***** MATERIAL SUPPLIED
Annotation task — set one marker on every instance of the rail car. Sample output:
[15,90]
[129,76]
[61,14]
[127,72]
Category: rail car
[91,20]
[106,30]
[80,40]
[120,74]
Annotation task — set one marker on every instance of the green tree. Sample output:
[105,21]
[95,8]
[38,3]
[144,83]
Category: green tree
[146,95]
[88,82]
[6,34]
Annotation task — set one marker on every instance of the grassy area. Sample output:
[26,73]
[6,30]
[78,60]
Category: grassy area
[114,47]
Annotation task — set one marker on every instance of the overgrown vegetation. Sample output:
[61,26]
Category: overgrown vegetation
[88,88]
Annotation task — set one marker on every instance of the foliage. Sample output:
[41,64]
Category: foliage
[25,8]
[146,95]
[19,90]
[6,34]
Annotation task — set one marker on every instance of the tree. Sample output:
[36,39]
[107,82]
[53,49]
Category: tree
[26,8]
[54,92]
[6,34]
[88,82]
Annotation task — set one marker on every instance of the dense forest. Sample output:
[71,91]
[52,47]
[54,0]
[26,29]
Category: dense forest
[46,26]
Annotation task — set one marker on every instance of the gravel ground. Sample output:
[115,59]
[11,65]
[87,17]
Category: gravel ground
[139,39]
**********
***** MATERIAL SUPPLIED
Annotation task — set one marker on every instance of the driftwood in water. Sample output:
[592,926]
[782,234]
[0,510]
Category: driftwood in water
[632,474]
**********
AIM. How many of the lines above contain the word "ground"? Reply with the number alone.

EXPECTED ANSWER. 2